EXERCISE INSTRUCTIONS: Please repeat, from the entries that follow, the lines from the one containing "box: [541, 265, 650, 600]" through the one containing "rough mask: <svg" exactly, adding nothing.

AVAILABLE RECORDS:
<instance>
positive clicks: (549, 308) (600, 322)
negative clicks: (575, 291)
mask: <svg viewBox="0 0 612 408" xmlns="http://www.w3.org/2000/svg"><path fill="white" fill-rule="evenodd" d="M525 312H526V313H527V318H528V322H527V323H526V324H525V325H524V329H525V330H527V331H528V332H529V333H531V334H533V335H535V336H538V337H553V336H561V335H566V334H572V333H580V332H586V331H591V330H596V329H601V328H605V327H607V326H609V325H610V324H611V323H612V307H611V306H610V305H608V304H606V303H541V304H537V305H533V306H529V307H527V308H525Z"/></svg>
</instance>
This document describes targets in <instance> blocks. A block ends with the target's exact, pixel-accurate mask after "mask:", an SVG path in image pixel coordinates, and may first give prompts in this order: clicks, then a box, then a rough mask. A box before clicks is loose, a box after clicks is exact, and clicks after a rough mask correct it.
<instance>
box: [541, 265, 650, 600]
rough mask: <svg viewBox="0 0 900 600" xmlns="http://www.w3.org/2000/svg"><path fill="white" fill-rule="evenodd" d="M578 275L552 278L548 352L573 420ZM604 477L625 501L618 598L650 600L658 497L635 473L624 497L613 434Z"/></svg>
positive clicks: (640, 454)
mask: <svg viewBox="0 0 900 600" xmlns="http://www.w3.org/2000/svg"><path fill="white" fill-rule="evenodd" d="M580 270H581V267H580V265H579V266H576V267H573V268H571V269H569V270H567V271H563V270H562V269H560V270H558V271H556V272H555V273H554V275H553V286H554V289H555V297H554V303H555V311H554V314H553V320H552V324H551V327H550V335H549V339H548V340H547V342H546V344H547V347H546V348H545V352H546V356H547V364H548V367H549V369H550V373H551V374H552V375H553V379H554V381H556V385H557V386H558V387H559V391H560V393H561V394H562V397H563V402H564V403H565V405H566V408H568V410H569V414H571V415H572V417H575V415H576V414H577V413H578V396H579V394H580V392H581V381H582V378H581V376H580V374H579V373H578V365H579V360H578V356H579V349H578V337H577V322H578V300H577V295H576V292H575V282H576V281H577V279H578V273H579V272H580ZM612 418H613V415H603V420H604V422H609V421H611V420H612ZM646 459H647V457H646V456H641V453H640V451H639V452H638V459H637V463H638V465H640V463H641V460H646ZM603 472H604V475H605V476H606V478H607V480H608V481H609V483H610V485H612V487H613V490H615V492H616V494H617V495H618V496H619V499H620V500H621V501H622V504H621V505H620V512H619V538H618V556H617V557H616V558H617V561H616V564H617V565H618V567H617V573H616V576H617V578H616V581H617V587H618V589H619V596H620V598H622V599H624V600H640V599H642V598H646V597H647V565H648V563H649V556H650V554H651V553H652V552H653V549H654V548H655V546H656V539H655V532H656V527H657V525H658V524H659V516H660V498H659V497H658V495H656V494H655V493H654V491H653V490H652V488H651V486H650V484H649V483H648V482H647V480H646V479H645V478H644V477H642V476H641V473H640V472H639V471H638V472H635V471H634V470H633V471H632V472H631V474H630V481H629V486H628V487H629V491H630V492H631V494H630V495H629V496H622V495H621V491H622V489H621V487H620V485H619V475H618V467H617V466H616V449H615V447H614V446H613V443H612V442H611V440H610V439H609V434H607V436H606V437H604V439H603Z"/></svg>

==

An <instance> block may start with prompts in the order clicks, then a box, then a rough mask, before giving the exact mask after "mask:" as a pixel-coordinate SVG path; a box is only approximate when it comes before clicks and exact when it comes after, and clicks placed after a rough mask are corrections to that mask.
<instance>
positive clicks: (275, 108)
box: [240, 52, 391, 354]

THE COMPLETED TASK:
box: [541, 265, 650, 600]
rough mask: <svg viewBox="0 0 900 600" xmlns="http://www.w3.org/2000/svg"><path fill="white" fill-rule="evenodd" d="M578 275L552 278L548 352L573 420ZM604 477L625 501L618 598L650 600L658 497L635 473L624 497L613 434Z"/></svg>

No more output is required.